- [TO BE DONE] Please return every one of the records below word for word, changing nothing.

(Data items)
----

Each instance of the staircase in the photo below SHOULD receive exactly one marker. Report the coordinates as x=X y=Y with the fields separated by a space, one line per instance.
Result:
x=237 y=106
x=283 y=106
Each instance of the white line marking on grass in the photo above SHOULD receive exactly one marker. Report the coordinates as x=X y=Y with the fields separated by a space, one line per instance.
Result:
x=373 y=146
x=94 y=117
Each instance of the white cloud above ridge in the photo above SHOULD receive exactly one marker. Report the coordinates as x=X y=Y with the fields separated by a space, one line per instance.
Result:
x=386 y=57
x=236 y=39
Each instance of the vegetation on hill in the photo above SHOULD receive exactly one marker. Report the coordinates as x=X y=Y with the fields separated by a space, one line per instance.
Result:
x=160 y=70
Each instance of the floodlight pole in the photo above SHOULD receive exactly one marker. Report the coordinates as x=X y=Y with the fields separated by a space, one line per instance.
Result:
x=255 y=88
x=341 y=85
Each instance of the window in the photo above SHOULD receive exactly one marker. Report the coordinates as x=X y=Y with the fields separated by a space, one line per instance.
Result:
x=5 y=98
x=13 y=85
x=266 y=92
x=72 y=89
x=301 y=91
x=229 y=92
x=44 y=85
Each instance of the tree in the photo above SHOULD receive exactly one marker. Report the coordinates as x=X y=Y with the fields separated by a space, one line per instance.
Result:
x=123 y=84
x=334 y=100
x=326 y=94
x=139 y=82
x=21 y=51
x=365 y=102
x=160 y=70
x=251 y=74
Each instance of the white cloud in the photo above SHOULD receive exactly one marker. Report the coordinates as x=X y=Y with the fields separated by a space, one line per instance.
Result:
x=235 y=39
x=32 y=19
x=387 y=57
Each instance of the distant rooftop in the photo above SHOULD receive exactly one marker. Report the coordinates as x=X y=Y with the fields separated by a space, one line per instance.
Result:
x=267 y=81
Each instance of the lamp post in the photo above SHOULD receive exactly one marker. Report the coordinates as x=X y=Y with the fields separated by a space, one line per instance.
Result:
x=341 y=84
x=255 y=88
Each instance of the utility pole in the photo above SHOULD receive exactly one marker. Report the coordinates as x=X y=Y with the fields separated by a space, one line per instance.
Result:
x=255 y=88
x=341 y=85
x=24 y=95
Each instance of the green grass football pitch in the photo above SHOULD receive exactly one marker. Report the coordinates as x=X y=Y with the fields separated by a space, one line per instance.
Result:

----

- [EXERCISE RESPONSE]
Each instance of the staircase in the photo below SHOULD receive exactly one marker. Report the coordinates as x=X y=Y with the fields separated by a space, one line per instance.
Result:
x=237 y=106
x=283 y=106
Each instance of the white line marking on grass in the photo above SHOULD receive exactly one marker. Report the coordinates as x=X y=Y with the fields separated by a space, one line per instance.
Result:
x=373 y=146
x=94 y=117
Each instance of the white cloud above ridge in the photo above SHOULD receive exactly one marker. Report the coordinates as x=X y=Y with the fields separated by a space, one line per instance.
Result:
x=386 y=57
x=236 y=39
Each instance of the vegetation on hill in the photo above SHOULD receive exactly one marker. Report the coordinates as x=X y=Y with the fields separated by a space, one line per instance.
Result:
x=160 y=70
Each instance of the floodlight pole in the photo above SHOULD receive exactly one marker. Report the coordinates as x=X y=Y with the fields separated by a space, one line per instance.
Result:
x=255 y=88
x=341 y=85
Each instance of the window in the photo above SHOULD receive exactly one marker. Report the coordinates as x=X y=Y with the fields separated by a space, one line per instance.
Result:
x=5 y=98
x=13 y=85
x=266 y=92
x=72 y=89
x=301 y=91
x=229 y=92
x=44 y=85
Each instance of the tree in the photo above SHOULD receive exactly one marker. Report the coordinates as x=X y=Y with the fields separated by a space, one line per instance.
Result:
x=123 y=84
x=334 y=100
x=326 y=94
x=139 y=82
x=21 y=51
x=365 y=102
x=160 y=70
x=251 y=74
Each instance of the white cloud in the photo above SHOULD receive exactly one marker. Report the coordinates as x=X y=Y with the fields separated by a space, one line per instance.
Result:
x=235 y=39
x=32 y=19
x=387 y=57
Each instance of the distant rooftop in the photo above SHOULD receive exactly one marker. Report the coordinates as x=X y=Y with the fields separated by a space, one line per instance.
Result:
x=267 y=81
Each instance of the lamp post in the photo above SHOULD receive exactly one marker. Report the coordinates as x=X y=Y with the fields separated by a space, one line per instance.
Result:
x=341 y=84
x=255 y=88
Each instance of the utility pole in the photo above SHOULD receive exactly one marker. Report the coordinates as x=X y=Y with the fields separated by a space, one line per instance.
Result:
x=255 y=88
x=341 y=85
x=24 y=95
Each instance of the green grass football pitch in the photo above SHOULD receive exactly one marker. Report the coordinates as x=X y=Y with the fields separated by a space, one line per instance.
Result:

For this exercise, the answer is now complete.